STATED TASK: Extract the entries that run from the line containing "Help me locate the green" through the line containing "[103,590,138,628]", both ends included, and repeat those lines exactly.

RECORDED DATA:
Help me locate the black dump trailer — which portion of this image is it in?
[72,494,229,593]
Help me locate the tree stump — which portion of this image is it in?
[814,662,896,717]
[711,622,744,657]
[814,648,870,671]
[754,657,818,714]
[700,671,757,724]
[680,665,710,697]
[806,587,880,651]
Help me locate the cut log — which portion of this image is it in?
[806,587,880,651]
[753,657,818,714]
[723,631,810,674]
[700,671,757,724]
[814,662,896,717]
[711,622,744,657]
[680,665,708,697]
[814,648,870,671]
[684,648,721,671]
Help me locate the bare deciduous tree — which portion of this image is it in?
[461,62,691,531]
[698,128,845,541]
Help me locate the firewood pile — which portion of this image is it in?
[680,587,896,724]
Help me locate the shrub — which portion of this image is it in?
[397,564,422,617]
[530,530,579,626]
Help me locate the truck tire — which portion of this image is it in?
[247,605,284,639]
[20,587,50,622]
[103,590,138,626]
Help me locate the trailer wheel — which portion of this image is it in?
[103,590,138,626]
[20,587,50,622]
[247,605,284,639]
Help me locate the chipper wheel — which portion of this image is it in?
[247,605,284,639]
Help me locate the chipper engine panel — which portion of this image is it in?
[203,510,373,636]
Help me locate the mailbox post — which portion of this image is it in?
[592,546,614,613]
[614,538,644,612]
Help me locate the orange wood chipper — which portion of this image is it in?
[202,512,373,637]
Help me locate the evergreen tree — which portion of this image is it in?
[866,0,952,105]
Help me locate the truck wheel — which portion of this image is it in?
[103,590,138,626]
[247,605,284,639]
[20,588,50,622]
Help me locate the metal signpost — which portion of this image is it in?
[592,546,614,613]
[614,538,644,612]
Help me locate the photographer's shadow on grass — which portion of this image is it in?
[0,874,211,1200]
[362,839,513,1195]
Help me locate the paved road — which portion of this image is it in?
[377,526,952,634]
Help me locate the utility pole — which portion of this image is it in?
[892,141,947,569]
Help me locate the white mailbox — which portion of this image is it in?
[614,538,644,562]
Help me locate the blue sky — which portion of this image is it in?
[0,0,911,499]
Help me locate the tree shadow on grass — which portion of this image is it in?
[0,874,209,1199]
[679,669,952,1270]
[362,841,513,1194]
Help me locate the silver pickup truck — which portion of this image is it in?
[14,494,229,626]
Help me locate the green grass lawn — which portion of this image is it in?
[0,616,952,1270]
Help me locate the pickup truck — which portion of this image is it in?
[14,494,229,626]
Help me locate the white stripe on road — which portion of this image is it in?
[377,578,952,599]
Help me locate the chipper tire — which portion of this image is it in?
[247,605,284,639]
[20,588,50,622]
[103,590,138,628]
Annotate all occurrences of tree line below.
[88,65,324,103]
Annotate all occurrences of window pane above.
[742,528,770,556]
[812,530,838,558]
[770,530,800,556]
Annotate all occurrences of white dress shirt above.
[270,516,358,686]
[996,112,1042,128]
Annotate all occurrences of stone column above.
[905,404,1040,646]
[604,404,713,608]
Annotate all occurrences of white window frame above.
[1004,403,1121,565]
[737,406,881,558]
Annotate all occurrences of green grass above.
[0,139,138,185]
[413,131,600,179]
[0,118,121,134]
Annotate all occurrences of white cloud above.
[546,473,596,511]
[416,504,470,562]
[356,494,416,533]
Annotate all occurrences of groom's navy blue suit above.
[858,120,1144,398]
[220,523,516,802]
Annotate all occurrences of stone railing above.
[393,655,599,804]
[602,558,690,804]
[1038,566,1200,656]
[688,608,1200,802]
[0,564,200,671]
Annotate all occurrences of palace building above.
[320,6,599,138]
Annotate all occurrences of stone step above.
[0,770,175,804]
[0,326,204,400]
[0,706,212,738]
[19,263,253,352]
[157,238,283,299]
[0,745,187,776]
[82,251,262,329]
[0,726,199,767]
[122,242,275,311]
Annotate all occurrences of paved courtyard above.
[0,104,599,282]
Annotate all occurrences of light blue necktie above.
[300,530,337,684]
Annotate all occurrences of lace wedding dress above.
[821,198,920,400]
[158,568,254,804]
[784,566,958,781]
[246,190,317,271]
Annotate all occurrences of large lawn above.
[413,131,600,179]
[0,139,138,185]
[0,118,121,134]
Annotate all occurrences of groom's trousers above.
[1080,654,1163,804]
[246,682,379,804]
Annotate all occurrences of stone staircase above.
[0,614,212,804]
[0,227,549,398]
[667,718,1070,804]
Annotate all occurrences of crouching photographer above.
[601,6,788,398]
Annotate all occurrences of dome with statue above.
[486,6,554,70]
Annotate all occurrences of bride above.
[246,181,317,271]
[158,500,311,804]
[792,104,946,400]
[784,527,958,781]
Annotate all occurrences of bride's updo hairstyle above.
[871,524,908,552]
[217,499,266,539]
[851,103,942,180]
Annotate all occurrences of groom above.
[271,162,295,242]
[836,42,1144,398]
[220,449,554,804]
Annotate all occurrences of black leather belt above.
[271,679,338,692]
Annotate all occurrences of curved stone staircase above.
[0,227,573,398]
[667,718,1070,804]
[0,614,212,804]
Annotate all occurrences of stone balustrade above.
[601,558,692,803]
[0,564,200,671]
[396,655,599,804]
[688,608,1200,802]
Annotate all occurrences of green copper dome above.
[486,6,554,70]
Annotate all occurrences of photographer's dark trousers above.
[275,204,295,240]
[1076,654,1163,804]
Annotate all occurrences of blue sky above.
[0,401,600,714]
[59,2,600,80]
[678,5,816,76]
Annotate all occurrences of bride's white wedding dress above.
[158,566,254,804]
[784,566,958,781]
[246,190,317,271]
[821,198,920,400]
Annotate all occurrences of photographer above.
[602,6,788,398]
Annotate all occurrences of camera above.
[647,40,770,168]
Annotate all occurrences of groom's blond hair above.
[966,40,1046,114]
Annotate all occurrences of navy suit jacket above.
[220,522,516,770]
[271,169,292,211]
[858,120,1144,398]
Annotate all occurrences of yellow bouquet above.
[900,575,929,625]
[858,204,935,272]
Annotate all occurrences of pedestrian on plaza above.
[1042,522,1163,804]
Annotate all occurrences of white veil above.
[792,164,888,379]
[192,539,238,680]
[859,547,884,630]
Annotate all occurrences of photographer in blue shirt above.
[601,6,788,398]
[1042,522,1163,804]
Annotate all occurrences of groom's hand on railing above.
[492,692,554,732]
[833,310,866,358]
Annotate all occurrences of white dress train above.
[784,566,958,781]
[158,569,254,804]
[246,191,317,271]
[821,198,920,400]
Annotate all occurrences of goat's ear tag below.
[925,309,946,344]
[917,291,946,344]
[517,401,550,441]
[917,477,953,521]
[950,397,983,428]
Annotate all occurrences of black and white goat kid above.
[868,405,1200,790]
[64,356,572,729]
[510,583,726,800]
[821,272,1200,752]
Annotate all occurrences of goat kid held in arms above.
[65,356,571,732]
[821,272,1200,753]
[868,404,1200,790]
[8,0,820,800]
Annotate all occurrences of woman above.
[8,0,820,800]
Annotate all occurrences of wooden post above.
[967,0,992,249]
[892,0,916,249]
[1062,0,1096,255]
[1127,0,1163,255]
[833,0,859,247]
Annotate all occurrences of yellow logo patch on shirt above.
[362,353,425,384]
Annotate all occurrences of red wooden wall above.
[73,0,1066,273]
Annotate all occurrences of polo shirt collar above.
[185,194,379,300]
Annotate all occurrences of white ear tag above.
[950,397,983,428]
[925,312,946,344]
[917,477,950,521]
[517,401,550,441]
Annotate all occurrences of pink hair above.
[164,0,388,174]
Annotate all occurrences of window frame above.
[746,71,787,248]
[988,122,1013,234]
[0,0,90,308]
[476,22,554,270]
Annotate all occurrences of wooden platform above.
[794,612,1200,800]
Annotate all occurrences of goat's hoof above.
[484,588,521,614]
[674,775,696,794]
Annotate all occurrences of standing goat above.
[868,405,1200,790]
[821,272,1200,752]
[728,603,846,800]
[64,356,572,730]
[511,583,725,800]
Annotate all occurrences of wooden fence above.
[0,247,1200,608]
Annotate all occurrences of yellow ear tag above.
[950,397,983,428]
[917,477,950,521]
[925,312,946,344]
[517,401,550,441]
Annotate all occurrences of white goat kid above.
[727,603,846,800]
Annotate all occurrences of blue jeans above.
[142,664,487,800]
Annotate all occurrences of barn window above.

OUTPUT OF THE EXERCISE:
Help me locate the green grass lawn — which portion of this image is it in?
[0,616,952,1270]
Help me locate the pickup truck — which portion of this image is it in?
[14,494,229,626]
Help me locate the white stripe on road — which portion of this image is it in?
[377,578,952,599]
Help me locate the chipper tire — which portion of this image is it in?
[247,605,284,639]
[20,588,50,622]
[103,590,138,628]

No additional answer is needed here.